*The records*.

=== Section Start ===

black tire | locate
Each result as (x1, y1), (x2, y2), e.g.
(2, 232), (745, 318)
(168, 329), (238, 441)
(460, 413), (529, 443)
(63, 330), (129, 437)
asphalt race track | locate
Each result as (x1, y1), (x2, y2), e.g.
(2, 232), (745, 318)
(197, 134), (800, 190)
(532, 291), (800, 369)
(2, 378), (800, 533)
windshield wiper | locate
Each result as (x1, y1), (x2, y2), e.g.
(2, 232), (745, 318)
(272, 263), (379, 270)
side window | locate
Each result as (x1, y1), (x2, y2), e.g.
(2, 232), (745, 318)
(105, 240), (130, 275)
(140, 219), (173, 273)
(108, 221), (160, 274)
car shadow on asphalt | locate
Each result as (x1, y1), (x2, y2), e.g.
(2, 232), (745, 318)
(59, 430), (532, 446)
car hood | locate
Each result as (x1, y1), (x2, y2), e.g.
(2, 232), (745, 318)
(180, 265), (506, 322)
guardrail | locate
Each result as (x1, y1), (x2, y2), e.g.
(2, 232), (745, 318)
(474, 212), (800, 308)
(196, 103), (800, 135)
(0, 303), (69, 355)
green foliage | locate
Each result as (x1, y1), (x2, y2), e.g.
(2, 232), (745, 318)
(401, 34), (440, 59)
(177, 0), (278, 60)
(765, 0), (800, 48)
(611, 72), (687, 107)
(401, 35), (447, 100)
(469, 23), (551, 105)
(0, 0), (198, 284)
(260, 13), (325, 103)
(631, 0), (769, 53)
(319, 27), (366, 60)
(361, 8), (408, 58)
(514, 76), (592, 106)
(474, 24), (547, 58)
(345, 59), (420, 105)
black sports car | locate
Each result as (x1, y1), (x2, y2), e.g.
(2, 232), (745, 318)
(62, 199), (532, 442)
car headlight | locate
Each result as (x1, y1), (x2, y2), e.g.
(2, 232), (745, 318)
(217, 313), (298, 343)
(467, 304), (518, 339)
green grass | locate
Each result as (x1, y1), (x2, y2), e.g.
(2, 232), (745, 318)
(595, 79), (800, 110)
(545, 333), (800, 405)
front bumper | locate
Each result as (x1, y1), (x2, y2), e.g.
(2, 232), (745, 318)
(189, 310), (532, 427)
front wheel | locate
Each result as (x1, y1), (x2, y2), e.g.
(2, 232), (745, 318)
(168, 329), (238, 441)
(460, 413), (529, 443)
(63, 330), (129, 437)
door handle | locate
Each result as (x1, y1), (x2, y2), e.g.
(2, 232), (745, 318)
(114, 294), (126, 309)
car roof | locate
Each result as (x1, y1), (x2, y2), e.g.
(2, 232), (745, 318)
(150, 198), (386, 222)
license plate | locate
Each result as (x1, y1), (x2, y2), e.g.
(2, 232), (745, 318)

=== Section End ===

*What you are asked to do*. From the records above, transcribe exactly the run of lines that opens with the line holding "car hood | locate" and closes with the line holding "green foliage | locate", both included.

*Written answer*.
car hood | locate
Each result as (x1, y1), (x2, y2), e.g.
(2, 232), (745, 318)
(180, 265), (506, 322)
guardrail | locate
Each result as (x1, y1), (x2, y2), e.g.
(2, 232), (745, 318)
(474, 212), (800, 308)
(196, 103), (800, 135)
(0, 303), (69, 355)
green foliage | locate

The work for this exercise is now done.